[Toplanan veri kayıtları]
▬▬▬▬▬▬

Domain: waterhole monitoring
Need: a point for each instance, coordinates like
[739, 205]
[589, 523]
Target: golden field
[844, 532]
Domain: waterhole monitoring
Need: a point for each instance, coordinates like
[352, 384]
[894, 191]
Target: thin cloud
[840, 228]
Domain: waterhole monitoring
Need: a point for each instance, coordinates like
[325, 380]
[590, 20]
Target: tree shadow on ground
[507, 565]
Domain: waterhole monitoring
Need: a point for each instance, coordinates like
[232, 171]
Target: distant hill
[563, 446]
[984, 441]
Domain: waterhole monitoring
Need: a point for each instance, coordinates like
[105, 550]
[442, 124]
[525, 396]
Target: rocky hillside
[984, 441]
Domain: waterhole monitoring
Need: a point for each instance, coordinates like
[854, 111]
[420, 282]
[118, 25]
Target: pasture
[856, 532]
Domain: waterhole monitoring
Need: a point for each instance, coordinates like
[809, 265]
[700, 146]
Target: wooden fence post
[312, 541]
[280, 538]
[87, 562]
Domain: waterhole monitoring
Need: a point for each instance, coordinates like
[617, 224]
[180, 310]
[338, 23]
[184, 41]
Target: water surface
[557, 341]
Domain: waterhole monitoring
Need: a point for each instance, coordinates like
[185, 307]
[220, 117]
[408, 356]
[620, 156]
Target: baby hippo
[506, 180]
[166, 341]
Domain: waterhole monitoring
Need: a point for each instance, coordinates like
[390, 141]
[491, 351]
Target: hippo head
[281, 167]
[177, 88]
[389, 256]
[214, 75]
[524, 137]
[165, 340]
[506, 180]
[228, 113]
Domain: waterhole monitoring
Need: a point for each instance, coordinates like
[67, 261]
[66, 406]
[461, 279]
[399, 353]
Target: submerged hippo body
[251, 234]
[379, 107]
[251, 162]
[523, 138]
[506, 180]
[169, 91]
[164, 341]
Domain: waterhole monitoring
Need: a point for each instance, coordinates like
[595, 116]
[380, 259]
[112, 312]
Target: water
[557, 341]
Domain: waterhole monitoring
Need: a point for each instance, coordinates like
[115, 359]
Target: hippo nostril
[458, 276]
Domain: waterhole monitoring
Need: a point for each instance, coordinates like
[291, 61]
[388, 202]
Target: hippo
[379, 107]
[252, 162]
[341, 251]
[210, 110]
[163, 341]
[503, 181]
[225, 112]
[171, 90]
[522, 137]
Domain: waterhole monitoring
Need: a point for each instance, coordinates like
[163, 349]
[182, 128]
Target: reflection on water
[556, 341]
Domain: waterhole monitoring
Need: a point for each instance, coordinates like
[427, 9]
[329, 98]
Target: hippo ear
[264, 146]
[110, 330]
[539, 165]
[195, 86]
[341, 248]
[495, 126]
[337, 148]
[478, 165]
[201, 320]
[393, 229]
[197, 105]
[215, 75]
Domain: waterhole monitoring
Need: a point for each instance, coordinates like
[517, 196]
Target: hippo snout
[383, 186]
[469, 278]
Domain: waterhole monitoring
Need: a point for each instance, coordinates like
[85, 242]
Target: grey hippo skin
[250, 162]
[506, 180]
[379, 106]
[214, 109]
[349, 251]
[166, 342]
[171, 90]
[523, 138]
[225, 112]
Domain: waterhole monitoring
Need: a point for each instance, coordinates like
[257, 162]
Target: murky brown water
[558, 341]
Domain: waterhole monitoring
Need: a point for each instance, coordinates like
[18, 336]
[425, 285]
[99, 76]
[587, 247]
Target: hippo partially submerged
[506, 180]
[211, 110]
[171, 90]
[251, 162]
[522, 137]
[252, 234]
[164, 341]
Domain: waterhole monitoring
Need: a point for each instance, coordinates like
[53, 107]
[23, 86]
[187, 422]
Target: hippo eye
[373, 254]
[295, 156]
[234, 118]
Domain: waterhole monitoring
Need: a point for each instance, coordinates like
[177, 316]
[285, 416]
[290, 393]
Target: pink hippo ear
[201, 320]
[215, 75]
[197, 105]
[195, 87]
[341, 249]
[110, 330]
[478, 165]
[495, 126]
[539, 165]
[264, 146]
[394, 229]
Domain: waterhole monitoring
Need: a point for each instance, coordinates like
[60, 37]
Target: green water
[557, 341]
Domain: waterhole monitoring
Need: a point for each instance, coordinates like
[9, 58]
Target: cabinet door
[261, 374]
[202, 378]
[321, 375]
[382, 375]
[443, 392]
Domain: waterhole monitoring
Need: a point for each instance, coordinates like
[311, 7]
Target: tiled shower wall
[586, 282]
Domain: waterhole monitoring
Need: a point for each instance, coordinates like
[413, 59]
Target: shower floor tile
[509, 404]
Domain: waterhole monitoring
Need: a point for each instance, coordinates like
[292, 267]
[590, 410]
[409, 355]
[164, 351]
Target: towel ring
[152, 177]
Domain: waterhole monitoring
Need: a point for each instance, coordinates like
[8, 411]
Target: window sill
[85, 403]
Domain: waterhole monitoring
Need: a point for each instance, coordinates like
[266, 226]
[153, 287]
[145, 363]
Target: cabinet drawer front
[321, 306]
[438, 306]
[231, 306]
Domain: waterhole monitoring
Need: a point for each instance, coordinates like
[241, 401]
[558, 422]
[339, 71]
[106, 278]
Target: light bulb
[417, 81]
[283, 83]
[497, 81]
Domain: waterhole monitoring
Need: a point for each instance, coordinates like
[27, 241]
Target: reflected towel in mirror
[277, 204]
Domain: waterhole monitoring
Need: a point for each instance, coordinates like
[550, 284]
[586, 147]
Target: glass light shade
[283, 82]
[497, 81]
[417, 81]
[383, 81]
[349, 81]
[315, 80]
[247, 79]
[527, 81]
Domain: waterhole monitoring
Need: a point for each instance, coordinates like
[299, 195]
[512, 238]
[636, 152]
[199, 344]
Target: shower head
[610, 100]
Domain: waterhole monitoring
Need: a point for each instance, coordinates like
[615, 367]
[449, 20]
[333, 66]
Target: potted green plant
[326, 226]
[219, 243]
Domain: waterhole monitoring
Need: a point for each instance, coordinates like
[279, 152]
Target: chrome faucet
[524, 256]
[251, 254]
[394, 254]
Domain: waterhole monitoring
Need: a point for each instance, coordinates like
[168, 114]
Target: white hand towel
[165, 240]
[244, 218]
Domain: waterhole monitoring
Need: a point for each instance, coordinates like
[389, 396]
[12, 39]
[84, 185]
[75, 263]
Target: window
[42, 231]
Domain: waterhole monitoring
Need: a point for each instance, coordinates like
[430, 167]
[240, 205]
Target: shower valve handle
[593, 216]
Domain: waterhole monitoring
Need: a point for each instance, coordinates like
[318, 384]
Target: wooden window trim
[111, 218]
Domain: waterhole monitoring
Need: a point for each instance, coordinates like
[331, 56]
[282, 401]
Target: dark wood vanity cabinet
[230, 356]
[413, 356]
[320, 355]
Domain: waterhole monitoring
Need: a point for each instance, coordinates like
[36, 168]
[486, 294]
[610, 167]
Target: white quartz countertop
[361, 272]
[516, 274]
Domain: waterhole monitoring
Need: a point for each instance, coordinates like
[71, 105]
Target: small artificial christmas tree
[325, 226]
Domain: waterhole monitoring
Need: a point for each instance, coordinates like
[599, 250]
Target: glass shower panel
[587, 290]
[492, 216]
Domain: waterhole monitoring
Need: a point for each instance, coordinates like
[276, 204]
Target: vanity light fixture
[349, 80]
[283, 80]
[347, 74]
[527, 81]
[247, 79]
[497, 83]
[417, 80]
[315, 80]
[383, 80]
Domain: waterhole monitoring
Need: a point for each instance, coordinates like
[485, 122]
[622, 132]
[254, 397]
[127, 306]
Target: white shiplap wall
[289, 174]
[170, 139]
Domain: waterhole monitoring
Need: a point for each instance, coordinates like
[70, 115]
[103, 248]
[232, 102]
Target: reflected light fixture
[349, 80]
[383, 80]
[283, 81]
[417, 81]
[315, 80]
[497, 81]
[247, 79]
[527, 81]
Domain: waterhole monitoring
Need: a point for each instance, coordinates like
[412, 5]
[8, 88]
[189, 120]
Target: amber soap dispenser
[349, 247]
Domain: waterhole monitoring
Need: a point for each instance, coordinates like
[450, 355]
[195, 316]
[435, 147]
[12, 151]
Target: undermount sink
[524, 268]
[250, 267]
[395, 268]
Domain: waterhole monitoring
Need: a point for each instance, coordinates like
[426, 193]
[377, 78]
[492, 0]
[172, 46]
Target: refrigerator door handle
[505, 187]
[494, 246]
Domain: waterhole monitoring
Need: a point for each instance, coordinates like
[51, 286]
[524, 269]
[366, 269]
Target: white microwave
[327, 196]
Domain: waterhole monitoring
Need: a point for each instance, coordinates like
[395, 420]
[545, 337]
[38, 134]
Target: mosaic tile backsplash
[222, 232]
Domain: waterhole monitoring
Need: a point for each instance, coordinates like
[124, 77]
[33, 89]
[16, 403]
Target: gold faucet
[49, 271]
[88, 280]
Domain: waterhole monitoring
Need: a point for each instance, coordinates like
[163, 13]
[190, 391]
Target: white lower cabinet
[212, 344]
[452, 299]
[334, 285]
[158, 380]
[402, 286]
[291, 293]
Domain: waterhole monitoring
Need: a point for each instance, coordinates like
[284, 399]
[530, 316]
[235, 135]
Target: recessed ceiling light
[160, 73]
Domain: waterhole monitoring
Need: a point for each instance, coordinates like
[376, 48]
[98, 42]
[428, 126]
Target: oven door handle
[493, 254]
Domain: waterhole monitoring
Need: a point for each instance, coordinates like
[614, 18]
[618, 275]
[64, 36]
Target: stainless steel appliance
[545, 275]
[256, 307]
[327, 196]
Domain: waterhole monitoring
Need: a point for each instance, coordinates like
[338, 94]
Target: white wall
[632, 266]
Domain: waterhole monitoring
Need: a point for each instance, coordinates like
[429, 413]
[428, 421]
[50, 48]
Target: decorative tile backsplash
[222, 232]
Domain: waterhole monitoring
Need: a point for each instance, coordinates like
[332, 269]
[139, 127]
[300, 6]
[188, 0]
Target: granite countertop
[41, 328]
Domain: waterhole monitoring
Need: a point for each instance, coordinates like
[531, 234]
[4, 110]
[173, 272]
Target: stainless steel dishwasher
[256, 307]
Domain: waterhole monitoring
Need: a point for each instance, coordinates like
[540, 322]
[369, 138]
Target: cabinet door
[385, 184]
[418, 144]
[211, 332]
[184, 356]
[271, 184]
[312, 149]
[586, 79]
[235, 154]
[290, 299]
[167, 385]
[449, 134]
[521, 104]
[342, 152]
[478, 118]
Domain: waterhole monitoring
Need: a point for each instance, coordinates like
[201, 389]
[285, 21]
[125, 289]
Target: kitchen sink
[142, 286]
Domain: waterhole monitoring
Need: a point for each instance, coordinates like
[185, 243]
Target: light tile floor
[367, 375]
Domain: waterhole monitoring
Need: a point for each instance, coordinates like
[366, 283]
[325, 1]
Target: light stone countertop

▬▬▬▬▬▬

### [Alıştırma tanımı]
Listede "light" dizesini içeren satırların sayısını belirtin. Büyük-küçük harf ayrımı gözetilir. Cevap olarak yalnızca sayıyı yazın.

### [Eksiksiz cevap]
7